◆ **WORK ITEM**: Reproduce verbatim the portion of the passage on networks starting at "Finally, we might" and ending at "Networks or graphs?".

◆ **EXCERPTED TEXT**:
Home » cncp » Concepts: networks

Concepts: networks

Nodes, edges, and networks, and how to represent them in Python.

(This is a chapter from Complex networks, complex processes.)

Networks

A network consists of a collection of nodes (also known as vertices), which are connected to each other by a collection of edges. Each edge connects two nodes.

Typically a network is actually a representation of something else, where the network extracts and simplifies the description of a cmore complex real "thing". Examples of networks include:

  • A road network. Nodes represent junctions, while edges represent streets that connect junctions (nodes) together.
  • A social network. Here nodes represent people, with edges representing relationships between them such as friendship, parentage, and so forth.
  • A protein interaction network. These are used to model the biology of cells. A node represents a protein, and an edge represents the fact that two proteins interact in some way within the cell.

A few things are immediately apparent from these examples. Firstly, networks are a very general idea that can apply to an awful lot of phenomena. Secondly, the simple description we used may be inadequate for some systems, anmd we may need to introduce more structure. For example we might want the edges in a social network to be labelled with what kind of relationship they represent: friends, colleagues, family, and so on. (But it's interesting to note here that Facebook doesn't do this, and treats everyone as a "friend": it only has one kind of edge. Sometimes simplicity can work best.) We might also want to label nodes, for example with a name or other identifier. We might want edges to be directed, for example to indicate that someone is the parent of someone else and not vice versa.

Thirdly, networks come in all sorts of sizes. Biological networks are often overwhelmingly large because of the myriad elements and interactions that make up biological systems. We usually refer to the size of a network as its order, being simply the number of nodes it contains.

Finally, we might observe that networks might have very different patterns of connectivity. Two nodes that are connected by an edge are said to be adjacent. A node might be adjacent to a lot of other nodes (that is, have a lot of edges that connect it to other ndoes), while others may be adjacent to very few. In the social network case these differences might correspond to people with lots of friends versus people who are more solitary (or isolated). Things might get even more complicated, if we consider that people who are very popular often have proportionately more friends who are themselves very popular. All these features are issues of the topology of a network, and topology turns out to be one of the most interesting and powerful features of complex networks.

Networks or graphs?

The structures we're referring to as networks were historically called graphs. This is initially confusing for people who think of graphs as a plot of the relationships among two (or more) variables. It's especially confusing in this context, as we'll frequently be drawing this second kind of graph when exploring the properties of networks – the other kind of graph.

For this reason we'll try to use the term "network" for the node-and-edge structure, and keep "graph" for the line-and-error-bar structure. It's important to bear in mind, though, that terms like "network" and "graph" as well as "network science" and "graph theory", can be used somewhat interchangeably.

◆ **MATERIAL SUPPLIED**:
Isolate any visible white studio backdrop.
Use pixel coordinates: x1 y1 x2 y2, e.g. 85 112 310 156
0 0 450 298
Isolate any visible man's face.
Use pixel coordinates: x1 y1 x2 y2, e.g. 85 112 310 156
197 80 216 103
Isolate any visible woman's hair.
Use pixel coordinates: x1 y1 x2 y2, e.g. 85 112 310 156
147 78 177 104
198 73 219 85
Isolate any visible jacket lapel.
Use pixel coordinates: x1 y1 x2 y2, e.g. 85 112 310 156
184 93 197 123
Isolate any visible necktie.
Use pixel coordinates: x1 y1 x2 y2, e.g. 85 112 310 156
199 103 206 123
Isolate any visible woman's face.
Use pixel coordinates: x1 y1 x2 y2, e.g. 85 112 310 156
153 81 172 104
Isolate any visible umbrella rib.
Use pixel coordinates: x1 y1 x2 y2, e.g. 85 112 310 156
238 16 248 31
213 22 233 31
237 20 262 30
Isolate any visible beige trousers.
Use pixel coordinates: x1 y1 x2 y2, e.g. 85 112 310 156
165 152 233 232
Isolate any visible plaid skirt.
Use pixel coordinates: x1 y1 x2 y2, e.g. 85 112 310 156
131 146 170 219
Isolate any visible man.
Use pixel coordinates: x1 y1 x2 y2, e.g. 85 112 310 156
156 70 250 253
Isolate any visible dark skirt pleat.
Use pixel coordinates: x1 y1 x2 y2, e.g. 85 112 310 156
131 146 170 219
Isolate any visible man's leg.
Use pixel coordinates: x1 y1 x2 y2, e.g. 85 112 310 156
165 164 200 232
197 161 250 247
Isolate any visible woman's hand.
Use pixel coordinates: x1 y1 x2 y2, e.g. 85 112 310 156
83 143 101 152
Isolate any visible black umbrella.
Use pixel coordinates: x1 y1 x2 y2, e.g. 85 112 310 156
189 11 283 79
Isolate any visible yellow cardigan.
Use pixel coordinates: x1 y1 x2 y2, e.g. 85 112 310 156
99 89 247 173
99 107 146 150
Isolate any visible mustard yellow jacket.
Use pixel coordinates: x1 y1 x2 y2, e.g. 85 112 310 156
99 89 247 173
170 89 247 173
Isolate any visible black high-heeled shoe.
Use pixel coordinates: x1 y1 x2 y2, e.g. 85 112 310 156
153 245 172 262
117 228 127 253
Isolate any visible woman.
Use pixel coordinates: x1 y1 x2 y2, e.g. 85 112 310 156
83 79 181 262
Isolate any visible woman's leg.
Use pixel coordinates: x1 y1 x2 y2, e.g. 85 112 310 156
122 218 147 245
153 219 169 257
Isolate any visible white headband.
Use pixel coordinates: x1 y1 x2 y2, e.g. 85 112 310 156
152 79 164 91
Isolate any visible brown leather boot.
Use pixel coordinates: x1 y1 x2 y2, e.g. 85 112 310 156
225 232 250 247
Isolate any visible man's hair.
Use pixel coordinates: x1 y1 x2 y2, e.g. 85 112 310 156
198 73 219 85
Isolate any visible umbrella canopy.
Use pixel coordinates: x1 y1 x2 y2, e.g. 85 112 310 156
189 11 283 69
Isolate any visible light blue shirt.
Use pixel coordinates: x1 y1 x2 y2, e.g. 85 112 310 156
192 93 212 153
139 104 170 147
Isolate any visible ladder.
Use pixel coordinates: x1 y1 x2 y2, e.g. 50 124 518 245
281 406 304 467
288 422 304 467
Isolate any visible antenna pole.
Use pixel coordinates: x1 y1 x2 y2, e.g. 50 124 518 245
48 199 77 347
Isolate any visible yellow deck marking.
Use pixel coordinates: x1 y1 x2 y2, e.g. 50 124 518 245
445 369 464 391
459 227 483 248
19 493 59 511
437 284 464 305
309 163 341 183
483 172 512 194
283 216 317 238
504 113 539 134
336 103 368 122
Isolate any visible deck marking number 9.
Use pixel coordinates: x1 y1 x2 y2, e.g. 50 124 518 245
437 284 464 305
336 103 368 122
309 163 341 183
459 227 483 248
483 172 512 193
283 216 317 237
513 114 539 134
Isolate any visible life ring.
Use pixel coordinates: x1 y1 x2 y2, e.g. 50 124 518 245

◆ **EXERCISE RESULT**:
Finally, we might observe that networks might have very different patterns of connectivity. Two nodes that are connected by an edge are said to be adjacent. A node might be adjacent to a lot of other nodes (that is, have a lot of edges that connect it to other ndoes), while others may be adjacent to very few. In the social network case these differences might correspond to people with lots of friends versus people who are more solitary (or isolated). Things might get even more complicated, if we consider that people who are very popular often have proportionately more friends who are themselves very popular. All these features are issues of the topology of a network, and topology turns out to be one of the most interesting and powerful features of complex networks.

Networks or graphs?